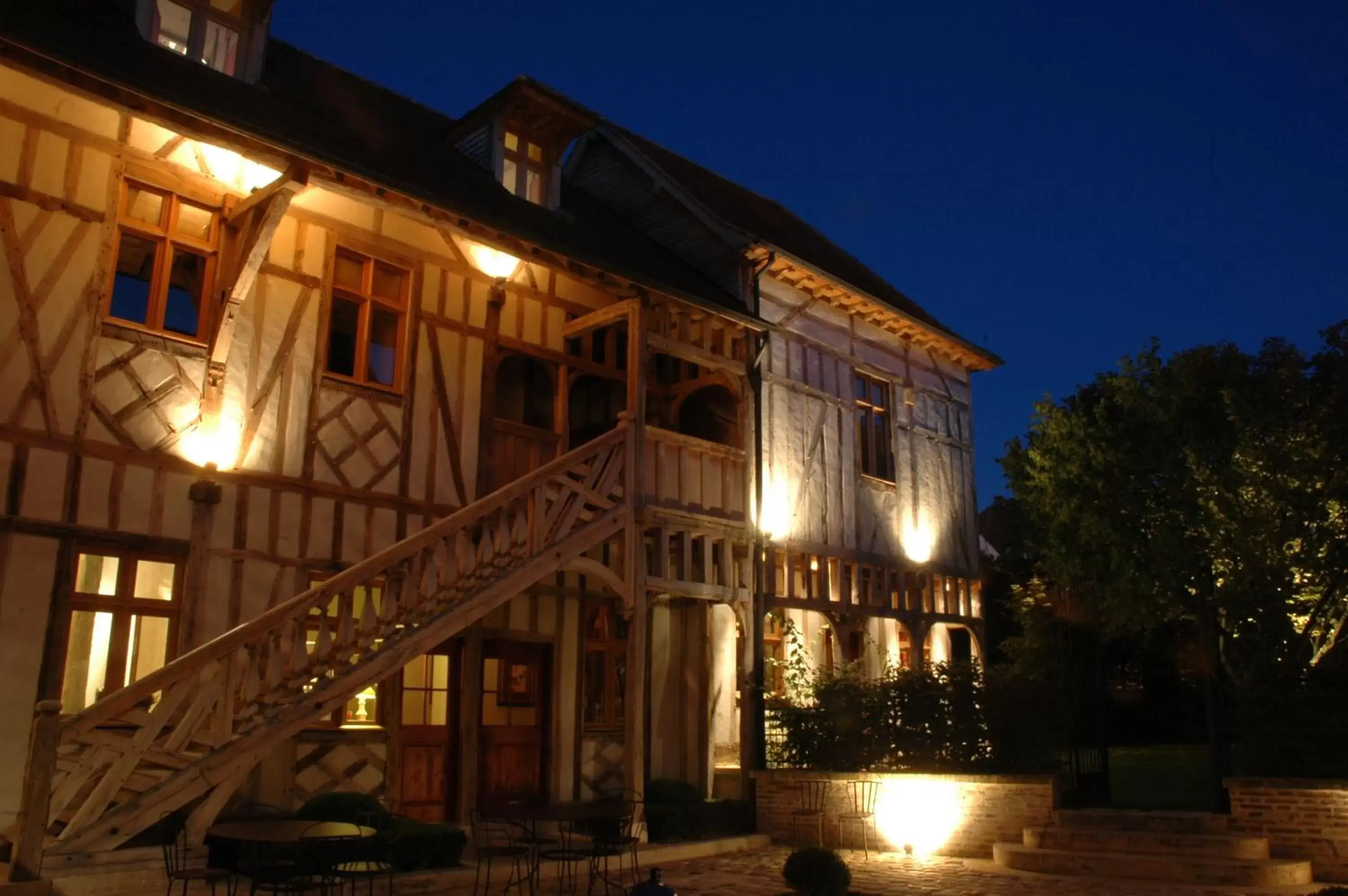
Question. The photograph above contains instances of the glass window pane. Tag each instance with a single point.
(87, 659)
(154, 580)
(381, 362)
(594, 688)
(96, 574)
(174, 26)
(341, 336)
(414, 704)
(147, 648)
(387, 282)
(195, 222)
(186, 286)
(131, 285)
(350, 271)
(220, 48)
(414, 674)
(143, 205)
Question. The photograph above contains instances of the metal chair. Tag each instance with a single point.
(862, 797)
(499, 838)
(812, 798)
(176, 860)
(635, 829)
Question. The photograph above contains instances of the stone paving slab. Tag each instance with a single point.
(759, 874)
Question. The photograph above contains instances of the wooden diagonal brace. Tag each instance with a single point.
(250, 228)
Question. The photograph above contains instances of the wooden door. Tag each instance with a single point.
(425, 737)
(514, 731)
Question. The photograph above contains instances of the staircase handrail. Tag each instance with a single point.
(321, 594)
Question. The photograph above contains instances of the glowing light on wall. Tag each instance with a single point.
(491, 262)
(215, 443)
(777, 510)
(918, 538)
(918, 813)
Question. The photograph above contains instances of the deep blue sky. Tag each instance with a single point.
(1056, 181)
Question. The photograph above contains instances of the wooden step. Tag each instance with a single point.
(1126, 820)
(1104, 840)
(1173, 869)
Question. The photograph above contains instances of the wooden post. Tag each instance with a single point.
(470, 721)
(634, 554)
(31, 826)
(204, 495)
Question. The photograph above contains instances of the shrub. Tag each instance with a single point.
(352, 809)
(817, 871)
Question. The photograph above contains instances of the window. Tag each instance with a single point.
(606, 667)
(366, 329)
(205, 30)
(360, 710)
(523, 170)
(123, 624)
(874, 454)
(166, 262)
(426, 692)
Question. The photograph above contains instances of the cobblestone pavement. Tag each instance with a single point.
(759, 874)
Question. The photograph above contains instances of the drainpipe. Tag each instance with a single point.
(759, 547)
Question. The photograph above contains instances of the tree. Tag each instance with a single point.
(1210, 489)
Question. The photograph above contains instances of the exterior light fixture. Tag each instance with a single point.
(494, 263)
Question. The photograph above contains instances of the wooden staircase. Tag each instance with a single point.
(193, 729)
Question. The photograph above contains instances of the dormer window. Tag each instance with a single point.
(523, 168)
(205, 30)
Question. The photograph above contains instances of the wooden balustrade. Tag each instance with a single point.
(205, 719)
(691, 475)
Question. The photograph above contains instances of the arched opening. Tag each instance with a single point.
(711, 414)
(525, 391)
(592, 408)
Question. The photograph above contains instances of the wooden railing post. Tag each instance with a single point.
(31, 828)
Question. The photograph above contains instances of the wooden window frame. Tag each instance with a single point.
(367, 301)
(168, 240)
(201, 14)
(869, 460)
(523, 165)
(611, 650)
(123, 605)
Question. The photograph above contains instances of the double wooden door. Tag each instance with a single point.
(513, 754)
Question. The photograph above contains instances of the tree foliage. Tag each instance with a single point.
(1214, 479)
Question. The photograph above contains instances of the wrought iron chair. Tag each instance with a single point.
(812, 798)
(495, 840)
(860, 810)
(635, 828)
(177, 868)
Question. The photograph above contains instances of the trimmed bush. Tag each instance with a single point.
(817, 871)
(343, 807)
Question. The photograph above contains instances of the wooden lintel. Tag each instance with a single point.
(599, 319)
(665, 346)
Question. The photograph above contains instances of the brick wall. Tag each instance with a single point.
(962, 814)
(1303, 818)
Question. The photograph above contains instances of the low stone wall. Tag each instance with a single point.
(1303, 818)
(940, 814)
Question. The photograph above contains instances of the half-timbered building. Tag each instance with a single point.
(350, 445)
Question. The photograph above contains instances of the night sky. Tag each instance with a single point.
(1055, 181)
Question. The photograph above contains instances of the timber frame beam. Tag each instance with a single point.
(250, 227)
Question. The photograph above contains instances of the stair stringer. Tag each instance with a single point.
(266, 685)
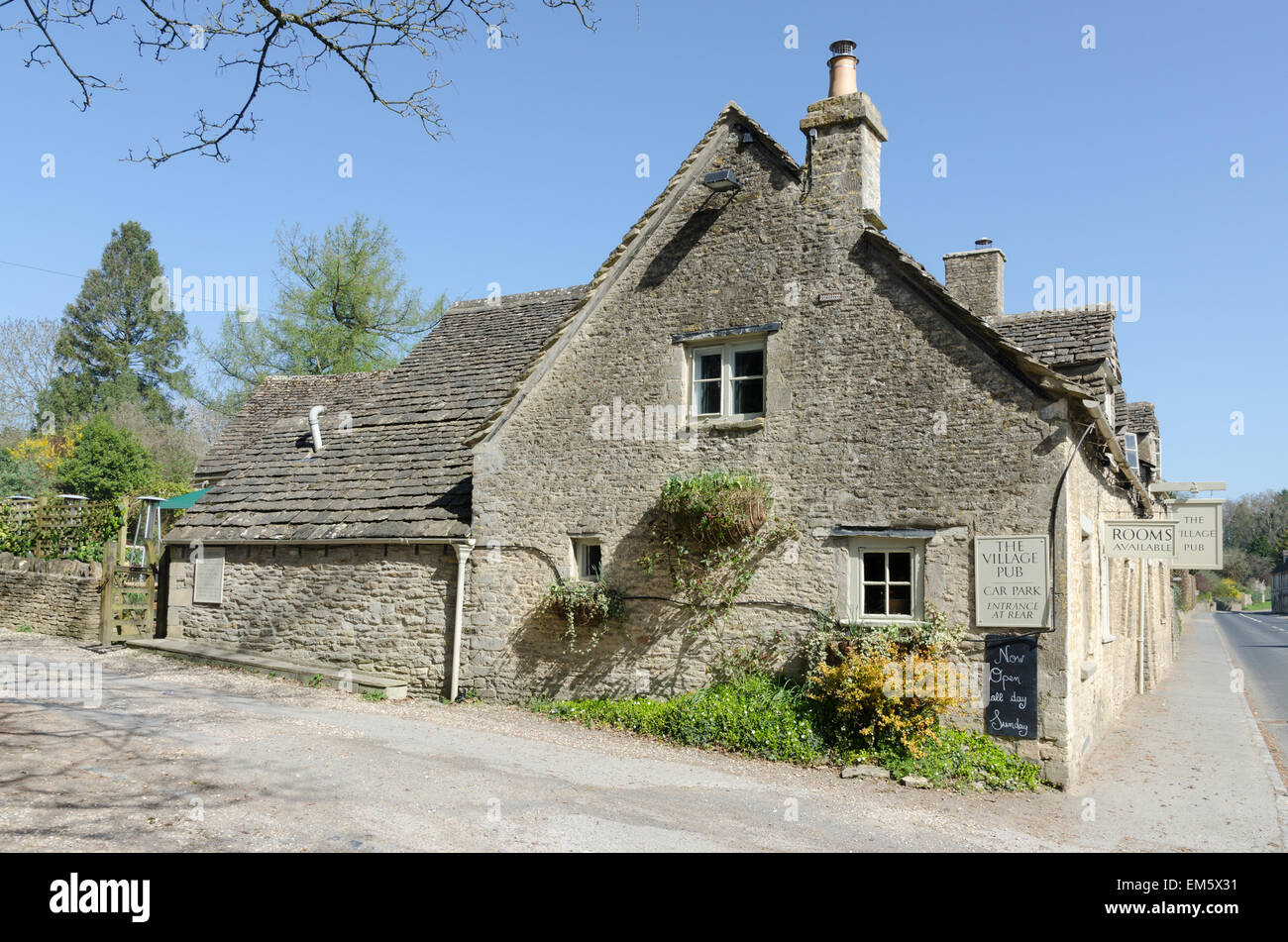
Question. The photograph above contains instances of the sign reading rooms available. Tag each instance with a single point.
************
**INSTRUCTIONS TO FOLLOW:**
Reproduce the listing exactly. The pictures are to be omitted.

**RESULT:**
Question. The photograph above contains instances of the glass window pane. Tag each instance with a single point.
(87, 659)
(154, 580)
(381, 362)
(594, 688)
(96, 574)
(174, 26)
(341, 336)
(414, 704)
(147, 648)
(387, 282)
(195, 222)
(186, 286)
(131, 285)
(350, 271)
(220, 48)
(414, 674)
(143, 205)
Question. The photograph above contains instances of the metal chair. Tag each instance with a single point.
(862, 797)
(499, 838)
(812, 798)
(176, 860)
(635, 829)
Question. The photograph above contains instances of the stone paving slab. Tag each instance with a single point.
(759, 874)
Question. The photograph above contains instances of the wooden diagonal brace. Tag each instance with a single point.
(250, 228)
Question. The photograph above contains instances of the wooden door. Tag each instance with a single point.
(425, 737)
(514, 731)
Question. The photograph above contains instances of the staircase handrail. Tag each instance with a single point.
(321, 594)
Question. The photograph above contains instances of the glowing light on wall. Tag each instance with a single point.
(491, 262)
(215, 443)
(777, 510)
(918, 538)
(918, 813)
Question. The photograph above contains instances of the deep blue sky. Tag each instance with a single point.
(1056, 181)
Question. The photograph above contains instances of the wooden step. Tag each instance with a single point.
(1126, 820)
(1104, 840)
(1173, 869)
Question. The photograph above contains instances of the wooden post. Tag each instance with a single point.
(470, 721)
(634, 554)
(31, 826)
(204, 495)
Question. The photograph above contains instances of the shrub. Tag each instance with a single point.
(352, 809)
(817, 871)
Question. The photograph above contains instances of the window. Tag each instance with a single point.
(606, 667)
(366, 329)
(205, 30)
(360, 710)
(523, 170)
(123, 624)
(874, 454)
(166, 262)
(426, 692)
Question. The photograph above contains instances of the cobblestone pavement. Tag each instance with a single point.
(759, 874)
Question. The photograph above contains instances of the drainpipe. Tag each instance with a single point.
(759, 547)
Question. The photograph above contains instances of the tree. Tag each instance with a single point.
(1210, 489)
Question. The photograph above contains instances of the exterior light fixture. Tag each instance with a single point.
(494, 263)
Question. The photograph above contains instances of the wooden staircase. Tag each instance with a single point.
(193, 729)
Question. The photograph above contains instances of the dormer window. Tag each instance with a single point.
(523, 168)
(205, 30)
Question. The photograph above contains instances of the wooden balustrade. Tag each instance with a single point.
(205, 719)
(691, 475)
Question. The photograph above contains instances of the arched opening. Tag each instance with a single point.
(711, 414)
(525, 391)
(592, 408)
Question. The photograph above contains instances of the wooden railing post. Tag each instance with a single point.
(31, 828)
Question. The photograph above contains instances of the wooden window frame. Tag each instance with a single point.
(367, 301)
(168, 240)
(201, 14)
(869, 460)
(523, 165)
(611, 650)
(123, 605)
Question. The photograph above contains instances of the double wooden door. Tag each instance with a single point.
(513, 754)
Question. The photograph above contains instances of the tree foliage. Tag each instance with a single point.
(1214, 479)
Question. The photograph above contains instances of the wrought iron chair. Tag each instance with a single point.
(812, 798)
(495, 840)
(860, 810)
(635, 828)
(177, 868)
Question. The photograph above contains instances of the trimmed bush. Tag each instance with a single point.
(817, 871)
(343, 807)
Question. The photograph above contains instances of the wooden lintel. Tag each instance with a single point.
(599, 319)
(665, 346)
Question. The photograph above contains instances of the brick wall. Tag each instance with a single point.
(962, 814)
(1303, 818)
Question. The photograph above contains instances of the low stone wall. Tag each instance with a single point.
(1303, 818)
(940, 814)
Question. The photograph above contains instances of the half-timbered building. Tag each instance with a single point.
(350, 445)
Question. The photograph above contains instances of the night sky. Tag each instance with a single point.
(1055, 181)
Question. The photograph above contains instances of the timber frame beam. Tag each instance with a single point.
(250, 227)
Question. The photograph above contains instances of the stair stringer. Tag each instance with a single point.
(266, 685)
Question. The photograph above contains instances of the sign reading rooms available. Tag each instance with a single point.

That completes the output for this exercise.